### Given data
- Opening Delimiter -
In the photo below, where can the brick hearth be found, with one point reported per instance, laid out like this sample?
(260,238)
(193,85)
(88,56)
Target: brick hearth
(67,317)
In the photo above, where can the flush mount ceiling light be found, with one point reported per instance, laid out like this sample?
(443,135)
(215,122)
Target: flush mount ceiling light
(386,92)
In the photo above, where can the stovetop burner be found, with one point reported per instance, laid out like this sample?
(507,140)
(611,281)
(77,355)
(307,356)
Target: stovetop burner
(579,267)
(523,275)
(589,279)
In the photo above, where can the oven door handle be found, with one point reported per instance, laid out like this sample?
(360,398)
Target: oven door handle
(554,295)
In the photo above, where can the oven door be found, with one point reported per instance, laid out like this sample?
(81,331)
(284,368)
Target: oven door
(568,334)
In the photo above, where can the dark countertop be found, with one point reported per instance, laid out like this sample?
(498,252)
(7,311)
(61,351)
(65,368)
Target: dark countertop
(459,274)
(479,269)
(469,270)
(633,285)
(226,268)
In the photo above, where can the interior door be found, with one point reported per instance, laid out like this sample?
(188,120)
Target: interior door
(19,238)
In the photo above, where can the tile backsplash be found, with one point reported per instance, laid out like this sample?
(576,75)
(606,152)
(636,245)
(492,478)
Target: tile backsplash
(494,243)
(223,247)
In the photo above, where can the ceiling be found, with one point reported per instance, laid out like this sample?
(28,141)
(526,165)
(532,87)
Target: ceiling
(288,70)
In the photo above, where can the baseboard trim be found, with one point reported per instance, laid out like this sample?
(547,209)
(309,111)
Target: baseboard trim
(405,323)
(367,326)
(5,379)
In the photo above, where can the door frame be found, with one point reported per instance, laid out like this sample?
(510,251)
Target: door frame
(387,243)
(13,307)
- Closing Delimiter -
### Task instructions
Each line of the data that holds "instance" should be copied.

### Answer to this problem
In the photo below, where can the brick hearth be found, with one point reported per instance, laid out like this sample?
In the photo above, where can the flush mount ceiling light be found, with one point reported per instance, laid out like this sample?
In the photo above, where can the stovetop burner be found, with one point reported per instance, laid out like this sample?
In the photo above, where can the oven door handle be found, with one point reported per instance, laid out like this sample?
In the photo above, where can the oven door be found, with one point reported per instance, laid out like this sample?
In the photo above, where can the dark countertop be found, with one point reported per instance, laid out like this sample?
In the photo above, where can the interior door be found, with one point reported per instance, laid out like this sample?
In the photo above, where can the tile backsplash be found, with one point reported per instance, laid out like this sample?
In the photo above, where can the ceiling be found, with one point reported per instance, laid out like this sample?
In the photo above, where can the baseboard trim be found, with one point reported per instance, laid out like this sample?
In the photo above, where can the door frame be found, with one point reported per instance, laid out like this sample?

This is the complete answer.